### Extrait du document
■ ■ ■ ■

Le gouvernement fédéral américain a affirmé mercredi son droit exclusif sur les États fédérés du pays à négocier rapidement avec la France des indemnisations de victimes et familles de victimes de l’Holocauste, aujourd’hui américaines, transportées par la SNCF entre 1942 et 1944.
Washington déclare ainsi vouloir garder la haute main sur les pourparlers commencés début février avec Paris et nie aux États fédérés américains le droit de légiférer en la matière. L’État du Maryland a en effet failli demander cette semaine à la SNCF, via un texte de loi, d’indemniser des victimes de la Shoah avant de pouvoir postuler à un contrat ferroviaire.
"Les États-Unis et la France ont entamé des négociations sur l’indemnisation de victimes de déportation par les chemins de fer français vers des camps de la mort et des camps de travail nazis ainsi que pour les familles des victimes", a rappelé dans un communiqué la porte-parole du département d’État, Jennifer Psaki.

■ ■ ■ ■

### Énoncé
D'après l'extrait sur l'indemnisation des victimes transportées par la SNCF, à quel moment les pourparlers entre Washington et Paris ont-ils commencé ? Les entrées ci-dessous sont indépendantes de l'extrait.

Entrées d'étiquetage de position d'objets
■ ■ ■ ■

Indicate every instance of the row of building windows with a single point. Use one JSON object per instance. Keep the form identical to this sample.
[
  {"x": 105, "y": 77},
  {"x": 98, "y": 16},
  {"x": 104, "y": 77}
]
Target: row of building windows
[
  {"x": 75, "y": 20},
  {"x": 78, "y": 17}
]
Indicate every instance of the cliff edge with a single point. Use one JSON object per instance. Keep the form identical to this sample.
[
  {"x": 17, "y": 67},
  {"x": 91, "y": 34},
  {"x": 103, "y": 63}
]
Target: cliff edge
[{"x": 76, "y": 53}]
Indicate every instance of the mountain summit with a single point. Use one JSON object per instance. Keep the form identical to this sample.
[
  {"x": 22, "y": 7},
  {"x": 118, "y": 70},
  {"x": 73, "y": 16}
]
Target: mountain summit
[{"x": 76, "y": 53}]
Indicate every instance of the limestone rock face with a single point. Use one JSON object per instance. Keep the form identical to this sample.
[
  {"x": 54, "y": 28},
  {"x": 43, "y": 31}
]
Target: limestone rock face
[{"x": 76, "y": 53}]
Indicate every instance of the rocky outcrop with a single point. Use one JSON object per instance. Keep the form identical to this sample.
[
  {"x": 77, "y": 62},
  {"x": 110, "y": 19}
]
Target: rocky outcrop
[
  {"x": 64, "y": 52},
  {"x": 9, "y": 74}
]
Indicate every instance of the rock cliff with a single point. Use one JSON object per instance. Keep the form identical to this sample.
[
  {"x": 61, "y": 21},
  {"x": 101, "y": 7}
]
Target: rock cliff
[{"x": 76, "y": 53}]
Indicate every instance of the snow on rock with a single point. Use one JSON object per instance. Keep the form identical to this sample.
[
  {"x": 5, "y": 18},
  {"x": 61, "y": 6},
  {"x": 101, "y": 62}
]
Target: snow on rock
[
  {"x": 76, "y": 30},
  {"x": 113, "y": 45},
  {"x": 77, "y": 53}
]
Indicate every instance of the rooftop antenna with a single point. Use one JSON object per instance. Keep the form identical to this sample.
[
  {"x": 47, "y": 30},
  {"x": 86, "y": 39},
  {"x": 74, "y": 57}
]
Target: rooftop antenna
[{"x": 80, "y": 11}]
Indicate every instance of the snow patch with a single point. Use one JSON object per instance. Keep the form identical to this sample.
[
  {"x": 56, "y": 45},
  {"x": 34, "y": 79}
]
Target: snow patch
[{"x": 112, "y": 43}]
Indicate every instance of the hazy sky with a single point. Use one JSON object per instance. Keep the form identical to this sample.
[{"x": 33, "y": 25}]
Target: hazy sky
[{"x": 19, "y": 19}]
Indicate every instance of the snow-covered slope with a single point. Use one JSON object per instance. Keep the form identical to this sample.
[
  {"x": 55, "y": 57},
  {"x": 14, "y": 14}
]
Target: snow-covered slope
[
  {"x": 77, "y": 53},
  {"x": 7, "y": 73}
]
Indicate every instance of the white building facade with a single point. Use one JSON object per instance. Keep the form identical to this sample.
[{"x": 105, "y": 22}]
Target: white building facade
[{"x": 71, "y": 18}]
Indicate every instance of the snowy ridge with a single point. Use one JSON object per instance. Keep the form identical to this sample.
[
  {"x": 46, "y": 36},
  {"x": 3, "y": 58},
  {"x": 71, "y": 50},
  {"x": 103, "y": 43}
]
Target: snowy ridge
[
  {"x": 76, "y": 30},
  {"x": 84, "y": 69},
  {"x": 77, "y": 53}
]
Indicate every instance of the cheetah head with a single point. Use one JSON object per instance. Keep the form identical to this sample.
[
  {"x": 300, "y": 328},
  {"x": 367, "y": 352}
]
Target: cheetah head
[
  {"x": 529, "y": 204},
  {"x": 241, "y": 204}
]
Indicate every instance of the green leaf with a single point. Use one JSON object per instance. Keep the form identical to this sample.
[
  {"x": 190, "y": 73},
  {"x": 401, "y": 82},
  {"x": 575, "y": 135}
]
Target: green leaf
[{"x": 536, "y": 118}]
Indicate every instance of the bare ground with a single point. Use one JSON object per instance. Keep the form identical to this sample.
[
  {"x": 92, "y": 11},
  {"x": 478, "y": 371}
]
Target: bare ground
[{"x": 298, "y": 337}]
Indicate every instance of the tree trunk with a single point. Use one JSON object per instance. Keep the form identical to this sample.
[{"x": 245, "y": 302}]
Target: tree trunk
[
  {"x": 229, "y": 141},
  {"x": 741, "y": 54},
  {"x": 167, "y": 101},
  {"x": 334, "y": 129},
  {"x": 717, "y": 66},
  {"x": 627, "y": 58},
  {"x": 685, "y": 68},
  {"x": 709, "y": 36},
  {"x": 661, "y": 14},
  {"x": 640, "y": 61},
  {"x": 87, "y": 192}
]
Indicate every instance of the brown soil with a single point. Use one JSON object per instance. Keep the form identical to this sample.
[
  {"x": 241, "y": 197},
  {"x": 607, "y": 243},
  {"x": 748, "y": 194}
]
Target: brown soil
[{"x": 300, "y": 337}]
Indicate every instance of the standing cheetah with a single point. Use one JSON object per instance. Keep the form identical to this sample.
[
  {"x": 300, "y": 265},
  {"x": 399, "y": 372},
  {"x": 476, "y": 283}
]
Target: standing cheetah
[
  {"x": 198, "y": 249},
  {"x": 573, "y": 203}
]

■ ■ ■ ■

### Résultat attendu
Ils ont commencé début février.